■ What you should do: Print the listing below word for word, leaving out the pictures.

====== The input

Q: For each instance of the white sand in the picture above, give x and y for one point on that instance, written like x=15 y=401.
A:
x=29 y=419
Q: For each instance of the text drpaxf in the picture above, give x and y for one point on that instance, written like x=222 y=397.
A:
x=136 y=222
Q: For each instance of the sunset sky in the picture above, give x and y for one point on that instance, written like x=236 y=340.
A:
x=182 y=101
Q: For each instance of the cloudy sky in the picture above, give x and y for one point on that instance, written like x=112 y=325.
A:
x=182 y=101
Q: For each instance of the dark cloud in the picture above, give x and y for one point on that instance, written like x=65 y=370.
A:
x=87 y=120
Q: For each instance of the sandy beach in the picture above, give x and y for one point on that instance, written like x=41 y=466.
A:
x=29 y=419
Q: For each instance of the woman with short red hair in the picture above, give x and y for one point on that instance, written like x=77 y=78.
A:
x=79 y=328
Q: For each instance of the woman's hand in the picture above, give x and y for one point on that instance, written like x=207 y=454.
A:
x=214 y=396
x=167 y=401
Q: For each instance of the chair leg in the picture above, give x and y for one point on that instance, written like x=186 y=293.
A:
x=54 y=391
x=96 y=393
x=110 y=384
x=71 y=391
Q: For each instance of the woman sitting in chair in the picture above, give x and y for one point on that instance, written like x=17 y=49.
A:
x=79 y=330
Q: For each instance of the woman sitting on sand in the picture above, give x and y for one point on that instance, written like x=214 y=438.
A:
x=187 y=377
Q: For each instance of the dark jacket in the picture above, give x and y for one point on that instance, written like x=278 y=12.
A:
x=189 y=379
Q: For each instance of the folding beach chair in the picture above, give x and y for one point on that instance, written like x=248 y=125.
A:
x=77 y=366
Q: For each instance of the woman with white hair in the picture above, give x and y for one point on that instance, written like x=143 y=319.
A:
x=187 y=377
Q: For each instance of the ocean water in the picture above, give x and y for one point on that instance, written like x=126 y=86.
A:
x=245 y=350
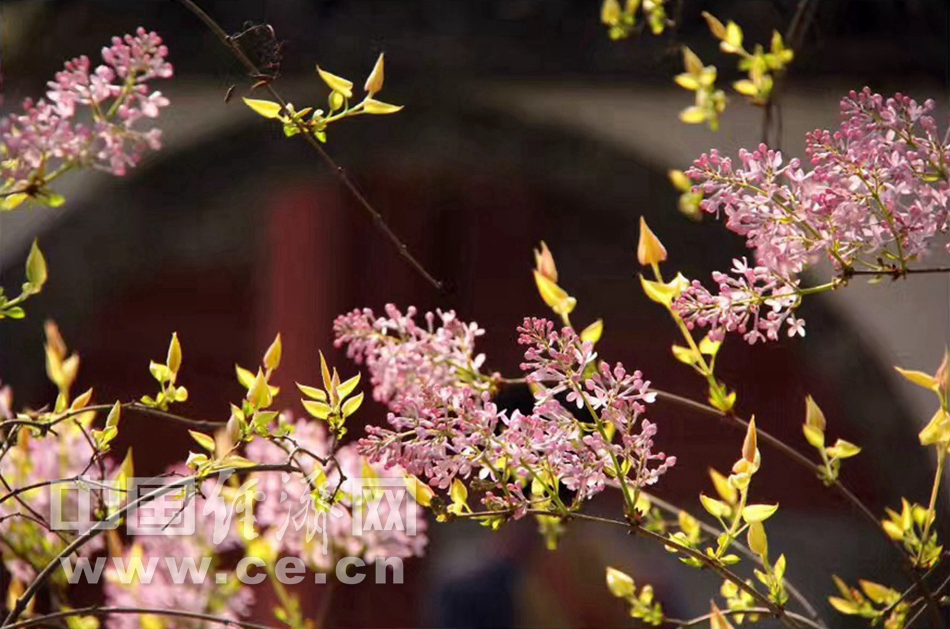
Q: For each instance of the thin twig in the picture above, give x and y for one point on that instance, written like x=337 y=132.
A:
x=742 y=550
x=802 y=460
x=253 y=70
x=114 y=611
x=109 y=522
x=788 y=618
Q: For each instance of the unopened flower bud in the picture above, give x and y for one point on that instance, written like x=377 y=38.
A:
x=544 y=262
x=649 y=250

============

■ Answer for this exercise:
Q: For each instance of the white sand in the picture above, give x and y for one point on that instance, written like x=15 y=401.
A:
x=29 y=419
Q: For each instance of the text drpaxf in the picture above, give x and y for one point on that instance, written like x=222 y=397.
A:
x=136 y=222
Q: For each instance of the sunset sky in the picture above, give x and y for one point on that instance, written like x=236 y=340.
A:
x=182 y=101
Q: For each instance of the cloudy sky in the picture above, give x and y for one point on that instance, written like x=112 y=325.
A:
x=182 y=101
Q: For each instance of the dark cloud in the picture above, give x and y for one point on that instance, written like x=65 y=370.
A:
x=87 y=120
Q: For each instance of the sandy beach in the picture above, give x and y for one point on that instance, written like x=41 y=466.
A:
x=29 y=419
Q: For each instance of the woman with short red hair in the picture above, give x and y for one point on that instance, written like x=77 y=78.
A:
x=79 y=328
Q: For each instance of the woman's hand in the picture above, give x and y for one point on that instance, written like x=207 y=454.
A:
x=214 y=396
x=167 y=401
Q: For each instance of the chair leg in the picture above, give x and y for one point on that instance, written like x=186 y=293.
A:
x=54 y=391
x=96 y=393
x=110 y=384
x=71 y=391
Q: For each instance of the woman sitting in chair in the picture above, give x and y for one point on that instance, written like x=17 y=49.
A:
x=79 y=330
Q: For each instance of the woman sitting on sand in the picture above, give x and y for one point on that instance, written like x=214 y=438.
A:
x=187 y=377
Q: For each instance of the dark jacket in the picture above, give x and y for one point on that instance, written like x=278 y=12.
A:
x=189 y=379
Q: For each instance of the folding beach chair in the picture above, give x and y for one point on that instance, written like x=248 y=125.
A:
x=77 y=366
Q: For each instance of the woman with white hair in the picture above, give x and y for one point on that instance, written like x=143 y=319.
A:
x=187 y=377
Q: For each instance of the ocean water in the picture above, give x and y for one point on that instance, written like x=126 y=86.
A:
x=245 y=350
Q: For each instance of the thin twig in the picture above, give x and y for one point on that instance, written like x=337 y=132.
A:
x=742 y=550
x=802 y=460
x=253 y=70
x=114 y=611
x=109 y=522
x=788 y=618
Q: For each instance of the unopened flower bud in the picture above, give x and y for one point on that instance, written like x=377 y=38.
A:
x=544 y=262
x=649 y=250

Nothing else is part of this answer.